### Document source
Nous avons espéré, et continuons  à espérer, que la Grèce sorte du gouffre où elle ne cesse de s’enfoncer. Mais ce pays subit une grave hémorragie de liquidités qui risque de le laisser complètement exsangue.

En face d’elles, les dirigeants européens semblent observer la chute. Certains, tels MM. Schauble et Rajoy,   espèrent l’échec de Syriza, car selon eux l’Europe doit impérativement suivre le seul modèle ordo-libéral de l’Allemagne, en dehors duquel There Is No Alternative.

La plupart des autres dirigeants européens font le gros dos et regardent leurs chaussures bien cirées, attendant patiemment (ça va aller très vite) que le mauvais élève de la classe soit mis au coin de l’austérité ou définitivement chassé. Il pourra être ainsi remplacé par un bon élève semblable à eux, qui va achever le dépeçage de la Grèce, pour le plus grand bonheur des marchés financiers dérégulés et donc autorégulés pour leurs seuls intérêts.

Le gouvernement grec se bat comme il le peut. Confronté à la fuite des capitaux grecs (les « rats » quittent toujours le navire), à une diminution des rentrées fiscales, il rappelle avec justesse que non seulement l’Allemagne a des dettes de guerre envers la Grèce, mais que, en plus, elle a été grandement aidée après la fin de la guerre. Pourquoi un pays qui a vu émerger en son sein une telle barbarie a-t-il été aidé, et pourquoi la Grèce ne le serait-elle pas ? Pourquoi les dettes de la guerre entreprise par l’Allemagne ont-elles été effacées, et pourquoi  les dettes de la guerre économique dont est victime la Grèce ne le sont-elles pas ? La morale et la justice du monde sont branlantes, pour ne pas dire qu’elles sont totalement hors service.

Enregistrements issus d'une source de données
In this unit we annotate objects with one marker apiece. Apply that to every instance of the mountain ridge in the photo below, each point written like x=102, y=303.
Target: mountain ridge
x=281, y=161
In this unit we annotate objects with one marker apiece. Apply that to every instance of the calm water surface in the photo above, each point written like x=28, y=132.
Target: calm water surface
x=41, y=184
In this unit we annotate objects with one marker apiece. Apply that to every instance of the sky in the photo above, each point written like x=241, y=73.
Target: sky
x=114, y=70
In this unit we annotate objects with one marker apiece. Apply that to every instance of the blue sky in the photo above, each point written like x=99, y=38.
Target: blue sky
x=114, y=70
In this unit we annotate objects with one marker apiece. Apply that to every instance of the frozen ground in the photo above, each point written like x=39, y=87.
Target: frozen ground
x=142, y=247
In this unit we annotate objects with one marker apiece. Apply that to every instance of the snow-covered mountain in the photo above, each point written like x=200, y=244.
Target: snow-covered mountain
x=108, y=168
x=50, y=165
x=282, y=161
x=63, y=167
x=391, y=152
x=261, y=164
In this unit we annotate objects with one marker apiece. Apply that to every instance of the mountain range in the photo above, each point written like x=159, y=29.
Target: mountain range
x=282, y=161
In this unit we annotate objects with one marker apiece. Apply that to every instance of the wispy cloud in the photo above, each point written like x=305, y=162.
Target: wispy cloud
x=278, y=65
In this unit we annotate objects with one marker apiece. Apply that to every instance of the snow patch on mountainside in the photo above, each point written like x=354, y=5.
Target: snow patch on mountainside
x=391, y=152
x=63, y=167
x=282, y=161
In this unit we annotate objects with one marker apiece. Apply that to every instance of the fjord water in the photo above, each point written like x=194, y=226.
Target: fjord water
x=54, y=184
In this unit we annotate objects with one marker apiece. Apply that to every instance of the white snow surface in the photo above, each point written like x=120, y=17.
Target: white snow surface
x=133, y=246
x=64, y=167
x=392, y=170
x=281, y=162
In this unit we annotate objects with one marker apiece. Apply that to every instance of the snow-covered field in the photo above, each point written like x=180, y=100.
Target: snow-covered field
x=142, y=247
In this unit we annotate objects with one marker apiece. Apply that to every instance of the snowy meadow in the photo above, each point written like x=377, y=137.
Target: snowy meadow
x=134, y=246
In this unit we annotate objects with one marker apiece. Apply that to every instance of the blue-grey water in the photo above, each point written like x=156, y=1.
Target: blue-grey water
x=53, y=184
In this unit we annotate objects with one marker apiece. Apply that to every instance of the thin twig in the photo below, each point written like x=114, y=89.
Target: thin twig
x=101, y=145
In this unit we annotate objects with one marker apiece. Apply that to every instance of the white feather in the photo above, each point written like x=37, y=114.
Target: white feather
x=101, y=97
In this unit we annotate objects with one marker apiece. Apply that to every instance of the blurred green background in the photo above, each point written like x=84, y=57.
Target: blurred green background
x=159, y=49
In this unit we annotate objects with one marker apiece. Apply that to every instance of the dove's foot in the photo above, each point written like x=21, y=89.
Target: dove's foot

### Consignes
**1.** Quels dirigeants européens le texte sur la Grèce cite-t-il nommément parmi ceux qui espèrent l'échec de Syriza ?
**2.** Relevez toutes les interrogations introduites par « pourquoi » dans le texte sur la Grèce.
**3.** Reprenez le texte sur la Grèce à la suite de sa dernière phrase.

### Résultats par consigne
**1.** MM. Schauble et Rajoy.

**2.**
- Pourquoi un pays qui a vu émerger en son sein une telle barbarie a-t-il été aidé
- pourquoi la Grèce ne le serait-elle pas ?
- Pourquoi les dettes de la guerre entreprise par l'Allemagne ont-elles été effacées
- pourquoi les dettes de la guerre économique dont est victime la Grèce ne le sont-elles pas ?

**3.**
Voilà aujourd’hui l’Allemagne et la Grèce face à face. Comment ne pas frissonner en entendant Manolis Glezos crier que l’Allemagne est en train d’achever en Grèce, par l’économie, la destruction qu’elle avait entreprise par les armes (1) ?

Quelles solutions pour la Grèce?

Jacques Sapir donnera une conférence à Athènes lundi. Probablement va-t-il dérouler son hypothèse du GREXIT qui prend de la force au fur et à mesure que le temps passe, que la situation se tend. 

Dans son article du12 mars 2015, Sapir réfute et déconstruit l’argument selon lequel une dissolution de l’euro affaiblirait l’Union Européenne, voire provoquerait sa dissolution. Il examine les liens tant juridiques que fonctionnels qui existent entre l’UE et l’Euro (l’EMU/UEM), avant de discuter des arguments qui concernent directement l’UE.

Il rappelle d’abord que l’Union Économie et Monétaire (la « zone Euro ») n’est pas l’UE. Un certain nombre de pays n’ont pas adhéré à l’UEM. C’est le cas du Danemark, de la Suède, du Royaume-Uni et, parmi les nouveaux membres de l’UE, de la Bulgarie, de la Croatie, de la République tchèque, de la Pologne, de la Hongrie et de la Roumanie. On peut donc parfaitement être membre de l’UE sans l’être de la zone Euro. Dans ces conditions, on ne voit pas pourquoi une sortie individuelle de l’Euro ou une dissolution de la zone Euro, remettraient en cause l’Union Européenne.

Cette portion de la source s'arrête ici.